**Point labeling data from photos:**
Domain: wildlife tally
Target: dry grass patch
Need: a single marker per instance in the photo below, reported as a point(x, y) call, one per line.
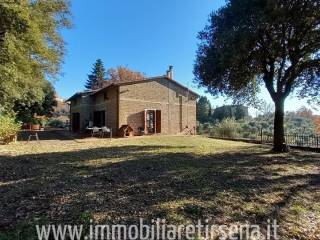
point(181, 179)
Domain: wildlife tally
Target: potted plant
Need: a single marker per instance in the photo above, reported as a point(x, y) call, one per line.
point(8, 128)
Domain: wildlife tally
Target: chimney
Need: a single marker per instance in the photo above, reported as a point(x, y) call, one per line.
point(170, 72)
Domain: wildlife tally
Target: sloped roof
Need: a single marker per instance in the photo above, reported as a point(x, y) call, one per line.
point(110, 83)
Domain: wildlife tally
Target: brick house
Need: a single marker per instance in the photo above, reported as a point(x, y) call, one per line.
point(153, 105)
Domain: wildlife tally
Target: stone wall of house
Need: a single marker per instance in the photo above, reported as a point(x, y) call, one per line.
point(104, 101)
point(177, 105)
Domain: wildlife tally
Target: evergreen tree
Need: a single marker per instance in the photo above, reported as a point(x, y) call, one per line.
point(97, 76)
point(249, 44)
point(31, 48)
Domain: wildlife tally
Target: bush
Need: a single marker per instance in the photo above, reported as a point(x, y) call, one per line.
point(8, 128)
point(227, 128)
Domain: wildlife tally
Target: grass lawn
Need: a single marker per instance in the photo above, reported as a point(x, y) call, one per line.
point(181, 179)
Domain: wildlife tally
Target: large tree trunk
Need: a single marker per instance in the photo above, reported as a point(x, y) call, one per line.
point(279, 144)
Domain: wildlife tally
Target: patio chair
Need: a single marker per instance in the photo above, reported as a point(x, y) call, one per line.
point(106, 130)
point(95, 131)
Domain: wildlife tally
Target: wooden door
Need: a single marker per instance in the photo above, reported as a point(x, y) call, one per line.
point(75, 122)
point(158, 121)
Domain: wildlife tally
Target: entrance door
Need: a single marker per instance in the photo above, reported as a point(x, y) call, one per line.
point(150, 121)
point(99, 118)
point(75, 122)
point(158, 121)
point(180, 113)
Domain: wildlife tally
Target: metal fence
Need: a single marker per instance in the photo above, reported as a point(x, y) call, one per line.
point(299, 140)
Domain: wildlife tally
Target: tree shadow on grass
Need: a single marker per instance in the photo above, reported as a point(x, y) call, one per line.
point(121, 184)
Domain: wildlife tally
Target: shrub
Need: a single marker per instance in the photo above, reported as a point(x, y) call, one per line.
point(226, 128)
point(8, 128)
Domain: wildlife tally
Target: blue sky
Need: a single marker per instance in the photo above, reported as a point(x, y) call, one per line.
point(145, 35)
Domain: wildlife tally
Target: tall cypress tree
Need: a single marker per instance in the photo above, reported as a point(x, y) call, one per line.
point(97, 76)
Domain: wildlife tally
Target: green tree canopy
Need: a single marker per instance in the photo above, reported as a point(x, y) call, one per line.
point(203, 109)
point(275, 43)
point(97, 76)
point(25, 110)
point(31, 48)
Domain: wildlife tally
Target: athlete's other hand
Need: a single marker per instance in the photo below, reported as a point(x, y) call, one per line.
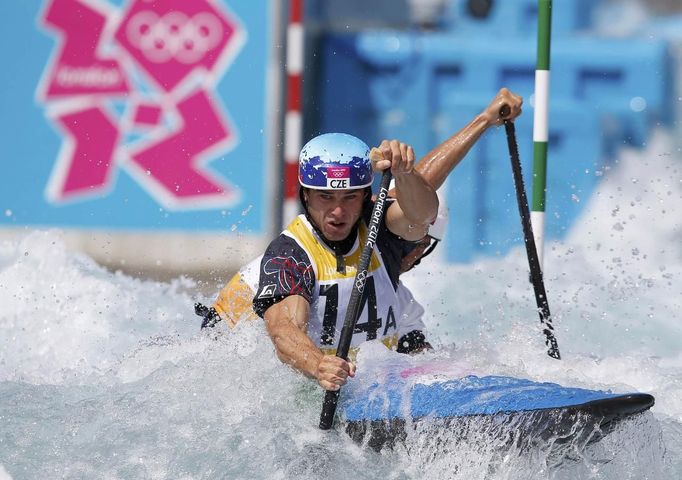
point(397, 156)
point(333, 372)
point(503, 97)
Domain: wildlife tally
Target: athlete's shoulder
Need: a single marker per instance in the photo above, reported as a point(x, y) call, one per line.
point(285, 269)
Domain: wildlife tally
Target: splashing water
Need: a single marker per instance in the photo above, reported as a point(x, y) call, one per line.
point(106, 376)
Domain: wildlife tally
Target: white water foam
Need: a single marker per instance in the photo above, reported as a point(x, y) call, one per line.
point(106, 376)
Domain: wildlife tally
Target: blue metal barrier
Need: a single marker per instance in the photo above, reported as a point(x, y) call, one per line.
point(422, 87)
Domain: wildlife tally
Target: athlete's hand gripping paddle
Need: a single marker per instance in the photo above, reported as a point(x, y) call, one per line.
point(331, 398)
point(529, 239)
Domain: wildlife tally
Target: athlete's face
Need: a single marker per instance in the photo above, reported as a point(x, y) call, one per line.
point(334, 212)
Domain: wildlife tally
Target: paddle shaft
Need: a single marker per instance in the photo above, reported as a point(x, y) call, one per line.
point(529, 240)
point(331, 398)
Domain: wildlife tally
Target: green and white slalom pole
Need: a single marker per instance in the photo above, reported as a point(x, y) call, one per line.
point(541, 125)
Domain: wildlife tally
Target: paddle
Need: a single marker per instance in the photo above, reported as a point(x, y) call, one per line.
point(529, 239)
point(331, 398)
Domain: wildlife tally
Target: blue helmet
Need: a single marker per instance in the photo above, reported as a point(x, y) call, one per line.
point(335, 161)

**GIVEN REQUEST:**
Put the lines above into a Markdown table with the columns Row and Line. Number each row, skip blank lines, and leave the pictures out.

**TASK SOLUTION:**
| Row | Line |
|---|---|
| 1 | Domain: wildlife tally |
| 2 | Target: dry grass patch |
| 3 | Need: a single marker per instance in the photo below, reported as a point(x, y) call, one per line. |
| 4 | point(181, 179) |
| 5 | Domain: wildlife tally |
| 6 | Target: potted plant |
| 7 | Need: a single marker per instance in the photo above, reported as a point(x, y) call, one per line. |
| 8 | point(8, 128) |
| 9 | Domain: wildlife tally |
| 10 | Target: chimney |
| 11 | Need: a single marker per instance in the photo above, reported as a point(x, y) call, one per line. |
| 12 | point(170, 72) |
| 13 | Domain: wildlife tally |
| 14 | Target: sloped roof |
| 15 | Need: a single marker per instance in the photo above, reported as a point(x, y) call, one per line. |
| 16 | point(110, 83) |
| 17 | Domain: wildlife tally |
| 18 | Target: brick house |
| 19 | Need: a single marker per instance in the photo above, reported as a point(x, y) call, one per line. |
| 20 | point(153, 105) |
| 21 | Domain: wildlife tally |
| 22 | Target: stone wall of house |
| 23 | Need: a single marker per instance in the photo above, reported as a point(x, y) call, one per line. |
| 24 | point(104, 101) |
| 25 | point(177, 105) |
| 26 | Domain: wildlife tally |
| 27 | Target: evergreen tree |
| 28 | Need: a single marker per instance in the photo above, reported as a point(x, y) call, one per line. |
| 29 | point(97, 76) |
| 30 | point(249, 44) |
| 31 | point(31, 48) |
| 32 | Domain: wildlife tally |
| 33 | Target: bush |
| 34 | Need: a single marker per instance in the photo above, reported as a point(x, y) call, one per line. |
| 35 | point(8, 128) |
| 36 | point(227, 128) |
| 37 | Domain: wildlife tally |
| 38 | Target: grass lawn |
| 39 | Need: a single marker per instance in the photo above, reported as a point(x, y) call, one per line. |
| 40 | point(181, 179) |
| 41 | Domain: wildlife tally |
| 42 | Target: large tree trunk |
| 43 | Need: a single marker per instance in the photo above, reported as a point(x, y) call, one per line. |
| 44 | point(279, 144) |
| 45 | Domain: wildlife tally |
| 46 | Target: patio chair |
| 47 | Need: a single marker per instance in the photo above, reported as a point(x, y) call, one per line. |
| 48 | point(106, 130) |
| 49 | point(95, 131) |
| 50 | Domain: wildlife tally |
| 51 | Target: wooden door |
| 52 | Need: a single marker per instance in the photo above, reported as a point(x, y) call, one per line. |
| 53 | point(75, 122) |
| 54 | point(158, 121) |
| 55 | Domain: wildlife tally |
| 56 | Target: entrance door |
| 57 | Need: a single marker per instance in the photo above, reported as a point(x, y) call, one per line. |
| 58 | point(150, 121) |
| 59 | point(99, 118) |
| 60 | point(75, 122) |
| 61 | point(158, 121) |
| 62 | point(180, 113) |
| 63 | Domain: wildlife tally |
| 64 | Target: metal fence |
| 65 | Need: a single marker per instance in the photo above, reported as a point(x, y) call, one per line. |
| 66 | point(299, 140) |
| 67 | Domain: wildlife tally |
| 68 | Target: tree shadow on grass |
| 69 | Need: a single marker per instance in the photo above, reported as a point(x, y) call, one per line. |
| 70 | point(121, 184) |
| 71 | Domain: wildlife tally |
| 72 | Target: shrub |
| 73 | Need: a single marker per instance in the photo above, reported as a point(x, y) call, one per line. |
| 74 | point(226, 128) |
| 75 | point(8, 128) |
| 76 | Domain: wildlife tally |
| 77 | Target: blue sky |
| 78 | Need: a single marker per instance in the photo above, reported as a point(x, y) call, one per line. |
| 79 | point(145, 35) |
| 80 | Domain: wildlife tally |
| 81 | Target: tall cypress tree |
| 82 | Need: a single marker per instance in the photo above, reported as a point(x, y) call, one per line. |
| 83 | point(97, 76) |
| 84 | Domain: wildlife tally |
| 85 | Target: green tree canopy |
| 86 | Need: a single marker per instance in the photo above, reported as a point(x, y) call, one per line. |
| 87 | point(203, 109) |
| 88 | point(275, 43) |
| 89 | point(97, 76) |
| 90 | point(25, 110) |
| 91 | point(31, 48) |
| 92 | Domain: wildlife tally |
| 93 | Target: athlete's other hand |
| 94 | Need: a single marker per instance in the photo below, reported as a point(x, y) call, one per line. |
| 95 | point(397, 156) |
| 96 | point(333, 372) |
| 97 | point(503, 97) |
| 98 | Domain: wildlife tally |
| 99 | Target: athlete's shoulder |
| 100 | Need: a single marker per instance in the photo above, reported as a point(x, y) call, one per line. |
| 101 | point(285, 269) |
| 102 | Domain: wildlife tally |
| 103 | Target: splashing water |
| 104 | Need: a single marker per instance in the photo above, reported as a point(x, y) call, one per line. |
| 105 | point(106, 376) |
| 106 | Domain: wildlife tally |
| 107 | Target: white water foam |
| 108 | Need: a single marker per instance in the photo above, reported as a point(x, y) call, one per line. |
| 109 | point(106, 376) |
| 110 | Domain: wildlife tally |
| 111 | Target: blue metal barrier |
| 112 | Need: a single marker per instance in the photo above, reported as a point(x, y) call, one per line. |
| 113 | point(422, 87) |
| 114 | Domain: wildlife tally |
| 115 | Target: athlete's hand gripping paddle |
| 116 | Need: a single marker per instance in the photo above, reported as a point(x, y) call, one per line. |
| 117 | point(331, 398) |
| 118 | point(529, 239) |
| 119 | Domain: wildlife tally |
| 120 | Target: athlete's face |
| 121 | Need: a single marker per instance in the photo above, reported as a point(x, y) call, one per line. |
| 122 | point(334, 212) |
| 123 | Domain: wildlife tally |
| 124 | Target: paddle shaft |
| 125 | Need: a single marker per instance in the photo above, reported as a point(x, y) call, one per line. |
| 126 | point(529, 240) |
| 127 | point(331, 398) |
| 128 | Domain: wildlife tally |
| 129 | Target: green and white slalom pole |
| 130 | Need: a single marker per instance in the photo above, reported as a point(x, y) call, one per line. |
| 131 | point(541, 125) |
| 132 | Domain: wildlife tally |
| 133 | Target: paddle |
| 134 | Need: a single marker per instance in the photo above, reported as a point(x, y) call, one per line. |
| 135 | point(529, 239) |
| 136 | point(331, 398) |
| 137 | Domain: wildlife tally |
| 138 | Target: blue helmet |
| 139 | Need: a single marker per instance in the photo above, reported as a point(x, y) call, one per line. |
| 140 | point(335, 161) |